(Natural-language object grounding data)
________
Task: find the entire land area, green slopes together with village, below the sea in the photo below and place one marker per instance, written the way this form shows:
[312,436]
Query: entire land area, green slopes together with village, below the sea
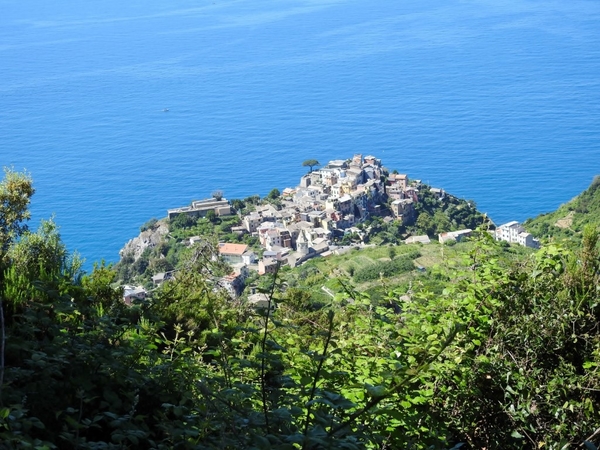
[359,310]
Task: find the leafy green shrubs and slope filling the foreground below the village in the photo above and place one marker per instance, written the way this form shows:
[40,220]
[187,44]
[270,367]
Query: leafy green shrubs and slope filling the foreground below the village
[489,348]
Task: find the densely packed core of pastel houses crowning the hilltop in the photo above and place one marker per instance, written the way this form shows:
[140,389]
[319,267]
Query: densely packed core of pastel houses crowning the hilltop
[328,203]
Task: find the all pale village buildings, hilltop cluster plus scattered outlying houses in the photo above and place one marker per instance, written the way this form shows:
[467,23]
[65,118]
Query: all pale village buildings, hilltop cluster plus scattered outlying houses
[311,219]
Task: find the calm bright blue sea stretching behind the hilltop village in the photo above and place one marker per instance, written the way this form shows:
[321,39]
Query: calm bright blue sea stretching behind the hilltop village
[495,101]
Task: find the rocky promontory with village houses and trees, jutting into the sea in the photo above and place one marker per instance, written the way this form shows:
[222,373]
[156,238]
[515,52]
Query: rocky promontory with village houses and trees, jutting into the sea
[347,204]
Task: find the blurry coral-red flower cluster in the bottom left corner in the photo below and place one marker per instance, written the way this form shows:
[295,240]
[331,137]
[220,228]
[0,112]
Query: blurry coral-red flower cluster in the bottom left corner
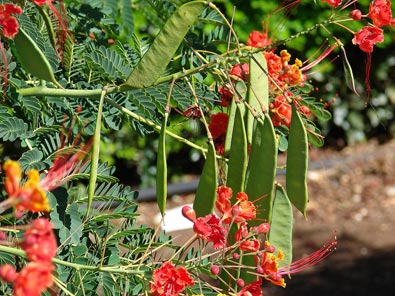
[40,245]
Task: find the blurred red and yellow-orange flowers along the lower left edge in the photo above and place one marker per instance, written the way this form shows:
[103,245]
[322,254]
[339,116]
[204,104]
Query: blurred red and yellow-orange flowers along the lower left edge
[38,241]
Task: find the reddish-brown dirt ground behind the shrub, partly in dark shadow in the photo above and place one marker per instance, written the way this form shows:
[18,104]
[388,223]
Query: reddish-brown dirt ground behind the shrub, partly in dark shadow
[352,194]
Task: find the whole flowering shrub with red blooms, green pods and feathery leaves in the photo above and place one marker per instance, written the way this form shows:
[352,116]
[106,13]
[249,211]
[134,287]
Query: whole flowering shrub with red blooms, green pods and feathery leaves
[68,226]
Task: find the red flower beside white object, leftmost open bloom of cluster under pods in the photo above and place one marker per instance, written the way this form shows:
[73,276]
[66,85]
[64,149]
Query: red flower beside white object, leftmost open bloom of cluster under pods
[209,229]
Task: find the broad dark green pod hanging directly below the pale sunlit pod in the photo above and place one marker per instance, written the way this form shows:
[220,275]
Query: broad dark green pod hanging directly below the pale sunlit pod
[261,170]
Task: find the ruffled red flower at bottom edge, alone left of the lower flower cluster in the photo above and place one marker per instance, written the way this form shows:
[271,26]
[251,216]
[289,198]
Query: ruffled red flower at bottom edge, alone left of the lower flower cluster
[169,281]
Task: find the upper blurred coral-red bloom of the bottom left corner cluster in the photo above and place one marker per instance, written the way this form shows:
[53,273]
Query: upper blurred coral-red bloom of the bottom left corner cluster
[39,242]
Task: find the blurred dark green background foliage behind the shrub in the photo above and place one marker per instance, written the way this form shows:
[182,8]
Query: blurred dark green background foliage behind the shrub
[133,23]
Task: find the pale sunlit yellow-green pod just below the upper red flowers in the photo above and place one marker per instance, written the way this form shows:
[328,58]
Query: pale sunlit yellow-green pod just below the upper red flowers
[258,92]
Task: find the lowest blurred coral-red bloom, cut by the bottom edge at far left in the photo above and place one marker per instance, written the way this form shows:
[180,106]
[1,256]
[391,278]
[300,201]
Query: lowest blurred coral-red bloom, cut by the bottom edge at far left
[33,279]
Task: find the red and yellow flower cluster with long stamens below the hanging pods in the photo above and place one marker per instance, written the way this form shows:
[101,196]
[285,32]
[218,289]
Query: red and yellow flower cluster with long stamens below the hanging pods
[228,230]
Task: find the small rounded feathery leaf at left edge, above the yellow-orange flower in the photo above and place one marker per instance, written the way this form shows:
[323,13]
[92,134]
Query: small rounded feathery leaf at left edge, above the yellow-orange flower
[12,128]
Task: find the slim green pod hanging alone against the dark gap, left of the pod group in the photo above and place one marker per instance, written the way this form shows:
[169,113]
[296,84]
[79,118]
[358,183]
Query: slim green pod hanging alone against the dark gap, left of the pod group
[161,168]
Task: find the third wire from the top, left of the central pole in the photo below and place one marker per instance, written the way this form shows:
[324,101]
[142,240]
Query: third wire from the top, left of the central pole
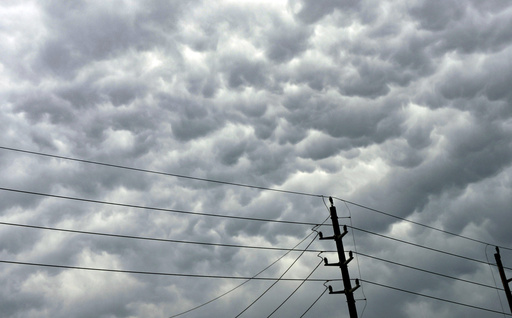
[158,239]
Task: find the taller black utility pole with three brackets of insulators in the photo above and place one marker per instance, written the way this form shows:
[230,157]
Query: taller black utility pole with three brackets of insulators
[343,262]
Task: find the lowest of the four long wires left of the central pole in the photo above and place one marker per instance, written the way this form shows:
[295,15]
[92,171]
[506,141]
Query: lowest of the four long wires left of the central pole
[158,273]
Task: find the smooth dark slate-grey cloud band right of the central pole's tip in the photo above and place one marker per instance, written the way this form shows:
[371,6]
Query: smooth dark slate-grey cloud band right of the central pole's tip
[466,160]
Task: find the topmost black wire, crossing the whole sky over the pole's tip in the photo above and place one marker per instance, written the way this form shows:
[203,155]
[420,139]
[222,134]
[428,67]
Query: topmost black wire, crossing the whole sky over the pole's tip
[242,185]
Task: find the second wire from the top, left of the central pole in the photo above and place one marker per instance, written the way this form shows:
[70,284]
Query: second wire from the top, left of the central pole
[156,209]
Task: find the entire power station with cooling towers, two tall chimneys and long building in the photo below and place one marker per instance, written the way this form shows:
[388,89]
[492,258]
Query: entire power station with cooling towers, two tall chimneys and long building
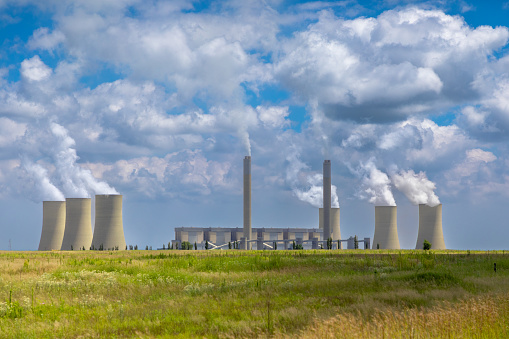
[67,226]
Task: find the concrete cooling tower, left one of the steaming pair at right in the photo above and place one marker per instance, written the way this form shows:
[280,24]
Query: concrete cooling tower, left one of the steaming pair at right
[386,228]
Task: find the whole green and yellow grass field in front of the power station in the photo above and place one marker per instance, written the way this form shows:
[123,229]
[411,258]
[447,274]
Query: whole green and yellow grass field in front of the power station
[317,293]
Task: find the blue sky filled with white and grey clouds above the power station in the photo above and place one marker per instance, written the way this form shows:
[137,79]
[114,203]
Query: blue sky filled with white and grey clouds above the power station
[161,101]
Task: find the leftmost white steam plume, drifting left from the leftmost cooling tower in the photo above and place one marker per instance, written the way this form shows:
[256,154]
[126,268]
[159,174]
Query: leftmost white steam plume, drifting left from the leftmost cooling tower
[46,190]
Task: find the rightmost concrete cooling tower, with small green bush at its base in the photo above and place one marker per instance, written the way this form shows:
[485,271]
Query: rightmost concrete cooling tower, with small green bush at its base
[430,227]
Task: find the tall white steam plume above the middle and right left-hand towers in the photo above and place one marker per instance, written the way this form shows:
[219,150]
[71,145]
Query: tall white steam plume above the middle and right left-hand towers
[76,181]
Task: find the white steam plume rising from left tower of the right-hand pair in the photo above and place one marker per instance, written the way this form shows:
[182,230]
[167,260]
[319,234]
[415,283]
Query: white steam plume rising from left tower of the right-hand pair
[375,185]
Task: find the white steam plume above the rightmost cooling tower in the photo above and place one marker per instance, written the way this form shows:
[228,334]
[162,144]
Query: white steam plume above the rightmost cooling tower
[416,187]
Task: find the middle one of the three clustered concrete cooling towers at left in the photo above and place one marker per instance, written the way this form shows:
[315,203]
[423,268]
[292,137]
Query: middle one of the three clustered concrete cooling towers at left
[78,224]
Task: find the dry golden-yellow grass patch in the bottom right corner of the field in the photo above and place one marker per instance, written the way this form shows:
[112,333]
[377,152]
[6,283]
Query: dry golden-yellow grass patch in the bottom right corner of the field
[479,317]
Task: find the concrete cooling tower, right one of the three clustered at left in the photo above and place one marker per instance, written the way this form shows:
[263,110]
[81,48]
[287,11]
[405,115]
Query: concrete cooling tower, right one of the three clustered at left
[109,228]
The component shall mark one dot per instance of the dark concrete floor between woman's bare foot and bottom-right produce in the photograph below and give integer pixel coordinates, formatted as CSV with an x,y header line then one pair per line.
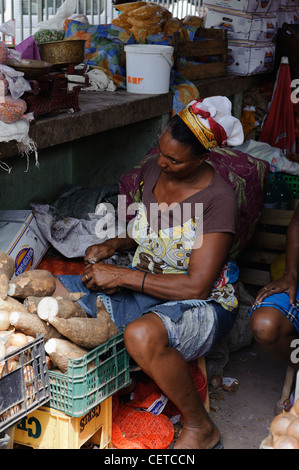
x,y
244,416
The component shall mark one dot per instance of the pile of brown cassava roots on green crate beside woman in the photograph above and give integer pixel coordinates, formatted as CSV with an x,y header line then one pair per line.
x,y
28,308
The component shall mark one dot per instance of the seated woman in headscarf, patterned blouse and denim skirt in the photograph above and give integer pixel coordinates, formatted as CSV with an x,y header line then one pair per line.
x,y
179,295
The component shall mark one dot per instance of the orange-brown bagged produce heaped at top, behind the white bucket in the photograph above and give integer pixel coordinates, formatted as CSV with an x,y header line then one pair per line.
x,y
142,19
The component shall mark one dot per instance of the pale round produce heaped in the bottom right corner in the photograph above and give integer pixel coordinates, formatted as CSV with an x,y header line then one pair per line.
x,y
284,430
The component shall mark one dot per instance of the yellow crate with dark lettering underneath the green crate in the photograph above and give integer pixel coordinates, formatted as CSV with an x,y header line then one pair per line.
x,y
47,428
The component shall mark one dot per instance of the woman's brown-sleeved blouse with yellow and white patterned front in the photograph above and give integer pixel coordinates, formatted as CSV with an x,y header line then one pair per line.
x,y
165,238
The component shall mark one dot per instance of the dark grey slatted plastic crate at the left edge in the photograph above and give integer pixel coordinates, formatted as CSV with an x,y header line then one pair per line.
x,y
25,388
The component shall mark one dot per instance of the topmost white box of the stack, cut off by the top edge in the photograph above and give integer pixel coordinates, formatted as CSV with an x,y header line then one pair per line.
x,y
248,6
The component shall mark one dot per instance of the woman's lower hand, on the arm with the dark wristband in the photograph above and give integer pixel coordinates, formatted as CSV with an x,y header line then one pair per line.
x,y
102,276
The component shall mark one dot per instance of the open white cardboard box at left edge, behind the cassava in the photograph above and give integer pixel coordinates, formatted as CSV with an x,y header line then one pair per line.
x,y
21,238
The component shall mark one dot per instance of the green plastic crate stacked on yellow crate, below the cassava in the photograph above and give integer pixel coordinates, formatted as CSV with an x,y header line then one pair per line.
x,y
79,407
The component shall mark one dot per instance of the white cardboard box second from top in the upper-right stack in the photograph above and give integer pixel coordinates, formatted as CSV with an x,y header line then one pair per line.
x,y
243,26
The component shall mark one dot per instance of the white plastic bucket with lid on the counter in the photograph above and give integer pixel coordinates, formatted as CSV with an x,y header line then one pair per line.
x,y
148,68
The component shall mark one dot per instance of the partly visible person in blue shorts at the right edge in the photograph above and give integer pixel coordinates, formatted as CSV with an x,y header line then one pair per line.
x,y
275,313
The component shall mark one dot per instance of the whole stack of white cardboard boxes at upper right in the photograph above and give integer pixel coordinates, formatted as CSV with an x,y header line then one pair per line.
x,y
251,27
________
# Exercise instructions
All lines from the start of the entries through the one with "Task: find the leafy" are to be output exactly; omit the pictures.

# Final answer
Task: find the entire land area, green slopes together with village, below the sea in the photo below and place one marker per instance, written the way this form shows:
[312,436]
Query: entire land area, green slopes together with village, below the sea
[359,310]
Task: find the leafy green shrubs and slope filling the foreground below the village in the photo above and place one marker per instance, written the way this form shows:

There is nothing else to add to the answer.